### MATERIAL FOR THIS EXERCISE ###

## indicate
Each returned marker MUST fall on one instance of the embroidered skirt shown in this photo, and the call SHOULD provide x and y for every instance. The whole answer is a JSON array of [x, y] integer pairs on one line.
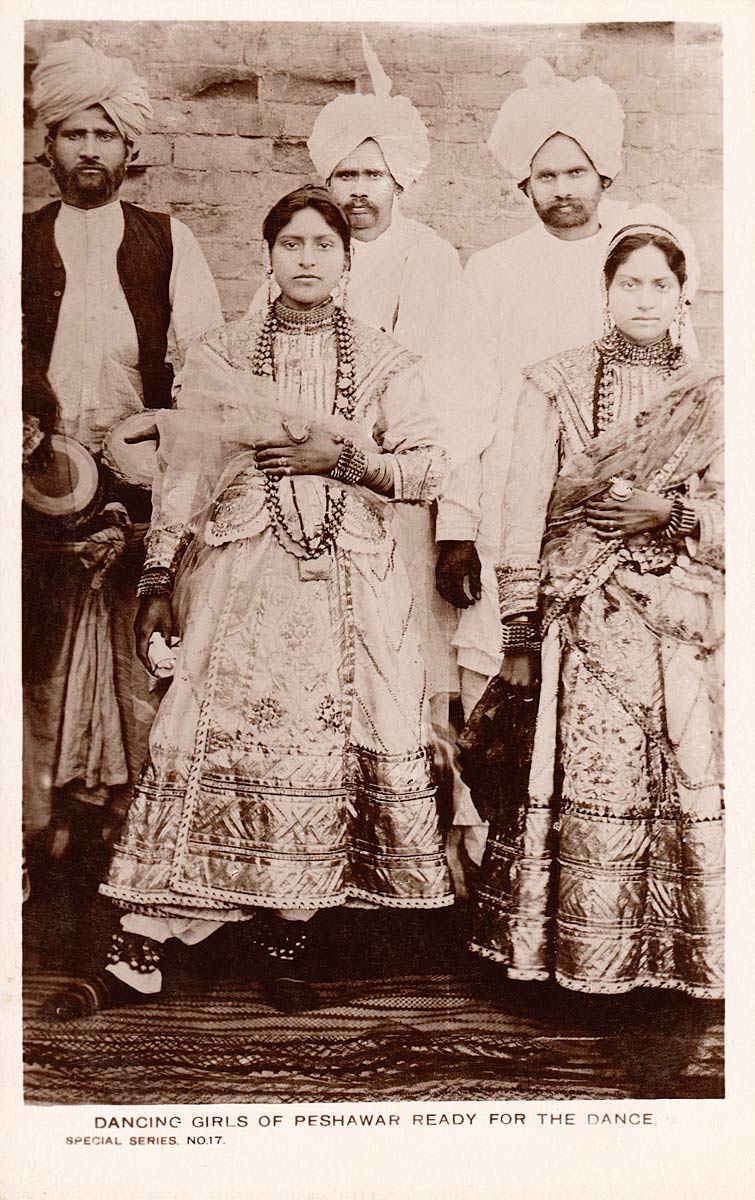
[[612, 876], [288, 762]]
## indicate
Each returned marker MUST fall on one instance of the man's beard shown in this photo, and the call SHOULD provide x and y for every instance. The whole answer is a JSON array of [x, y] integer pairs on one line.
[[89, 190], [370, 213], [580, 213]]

###
### MATERIAL FOR THIS EXERCISE ###

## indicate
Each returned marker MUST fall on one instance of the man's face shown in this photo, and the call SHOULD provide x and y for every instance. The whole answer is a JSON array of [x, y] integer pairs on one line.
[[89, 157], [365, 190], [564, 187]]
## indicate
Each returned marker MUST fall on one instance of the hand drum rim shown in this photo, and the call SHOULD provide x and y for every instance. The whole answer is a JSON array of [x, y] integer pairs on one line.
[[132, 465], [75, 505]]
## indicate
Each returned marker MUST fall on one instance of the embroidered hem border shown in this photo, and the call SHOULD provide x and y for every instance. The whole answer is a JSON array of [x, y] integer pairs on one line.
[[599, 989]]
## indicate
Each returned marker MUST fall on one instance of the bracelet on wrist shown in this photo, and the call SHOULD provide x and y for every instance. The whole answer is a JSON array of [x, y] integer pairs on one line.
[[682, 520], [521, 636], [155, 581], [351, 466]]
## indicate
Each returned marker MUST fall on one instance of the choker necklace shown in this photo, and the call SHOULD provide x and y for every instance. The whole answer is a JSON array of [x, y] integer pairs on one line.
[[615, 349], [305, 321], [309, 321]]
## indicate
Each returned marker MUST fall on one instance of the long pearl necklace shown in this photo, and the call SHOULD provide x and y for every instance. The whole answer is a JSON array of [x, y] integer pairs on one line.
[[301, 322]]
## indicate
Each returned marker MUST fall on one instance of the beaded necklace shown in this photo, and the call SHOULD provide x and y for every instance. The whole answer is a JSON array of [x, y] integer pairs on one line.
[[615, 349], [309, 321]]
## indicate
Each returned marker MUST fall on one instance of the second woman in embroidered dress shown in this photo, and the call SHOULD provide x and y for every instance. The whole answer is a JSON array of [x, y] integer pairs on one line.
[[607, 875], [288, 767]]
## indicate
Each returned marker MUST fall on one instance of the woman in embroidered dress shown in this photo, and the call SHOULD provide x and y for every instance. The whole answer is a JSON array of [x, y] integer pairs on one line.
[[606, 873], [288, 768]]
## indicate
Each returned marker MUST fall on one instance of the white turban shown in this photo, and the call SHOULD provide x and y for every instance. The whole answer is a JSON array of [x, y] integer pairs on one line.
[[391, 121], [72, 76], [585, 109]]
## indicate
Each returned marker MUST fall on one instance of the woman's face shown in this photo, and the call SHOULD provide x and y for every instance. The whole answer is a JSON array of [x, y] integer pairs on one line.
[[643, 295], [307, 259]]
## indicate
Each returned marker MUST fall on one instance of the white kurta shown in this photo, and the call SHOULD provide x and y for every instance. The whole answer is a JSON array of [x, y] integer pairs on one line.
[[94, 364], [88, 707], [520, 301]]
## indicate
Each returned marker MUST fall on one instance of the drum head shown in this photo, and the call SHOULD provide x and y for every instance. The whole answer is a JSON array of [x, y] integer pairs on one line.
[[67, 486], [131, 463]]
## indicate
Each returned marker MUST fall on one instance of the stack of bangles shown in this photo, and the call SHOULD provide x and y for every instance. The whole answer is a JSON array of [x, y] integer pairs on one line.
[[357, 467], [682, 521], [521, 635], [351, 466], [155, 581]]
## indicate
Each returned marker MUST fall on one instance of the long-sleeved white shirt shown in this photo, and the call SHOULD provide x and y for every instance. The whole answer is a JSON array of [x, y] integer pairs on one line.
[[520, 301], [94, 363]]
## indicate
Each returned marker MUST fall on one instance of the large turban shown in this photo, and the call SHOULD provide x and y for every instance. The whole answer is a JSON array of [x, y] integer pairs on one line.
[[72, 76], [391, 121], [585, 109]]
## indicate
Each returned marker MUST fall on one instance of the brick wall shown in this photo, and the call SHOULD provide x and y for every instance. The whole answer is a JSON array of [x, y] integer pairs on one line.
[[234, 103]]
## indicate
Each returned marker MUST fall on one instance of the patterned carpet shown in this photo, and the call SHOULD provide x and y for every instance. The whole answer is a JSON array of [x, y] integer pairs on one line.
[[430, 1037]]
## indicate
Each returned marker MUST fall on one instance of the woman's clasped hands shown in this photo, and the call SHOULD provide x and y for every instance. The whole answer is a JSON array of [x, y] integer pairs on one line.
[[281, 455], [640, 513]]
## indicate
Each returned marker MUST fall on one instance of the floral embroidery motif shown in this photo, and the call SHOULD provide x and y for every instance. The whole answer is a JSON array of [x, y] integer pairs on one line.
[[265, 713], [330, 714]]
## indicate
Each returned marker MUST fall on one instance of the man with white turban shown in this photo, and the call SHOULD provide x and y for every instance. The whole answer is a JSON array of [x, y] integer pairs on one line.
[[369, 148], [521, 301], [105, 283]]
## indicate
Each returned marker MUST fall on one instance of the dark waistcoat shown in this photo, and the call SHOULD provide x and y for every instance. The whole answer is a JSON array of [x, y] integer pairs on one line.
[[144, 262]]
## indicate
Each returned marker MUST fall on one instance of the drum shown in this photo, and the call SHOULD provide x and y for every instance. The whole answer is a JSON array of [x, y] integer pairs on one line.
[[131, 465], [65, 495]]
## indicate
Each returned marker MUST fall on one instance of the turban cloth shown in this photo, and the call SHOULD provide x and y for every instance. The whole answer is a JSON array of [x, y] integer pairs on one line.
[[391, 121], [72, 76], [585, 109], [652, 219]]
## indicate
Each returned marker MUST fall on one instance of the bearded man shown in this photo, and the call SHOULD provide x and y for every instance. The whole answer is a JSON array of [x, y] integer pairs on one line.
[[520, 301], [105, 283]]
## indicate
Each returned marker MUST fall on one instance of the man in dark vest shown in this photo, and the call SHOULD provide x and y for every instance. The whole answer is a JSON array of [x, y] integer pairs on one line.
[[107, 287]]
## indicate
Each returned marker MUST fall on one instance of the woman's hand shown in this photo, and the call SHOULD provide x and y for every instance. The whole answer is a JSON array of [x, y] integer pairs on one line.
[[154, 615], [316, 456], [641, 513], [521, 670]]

###

Locate each line in the data above that contains the string "long", and copy every one of those lines.

Each returned marker MUST fall on one instance of the long pearl necklace shown in this photo, and the call SHOULD provide x and y for every instance. The whole answer is a JSON array of [x, y] integer pairs on one line.
Each returned marker MUST fall on one instance of the long-sleeved white shirt shown in this photo, and the call SHOULD provide x and y for every instance. The whole answer is a JSON array of [x, y] integer pairs on one line.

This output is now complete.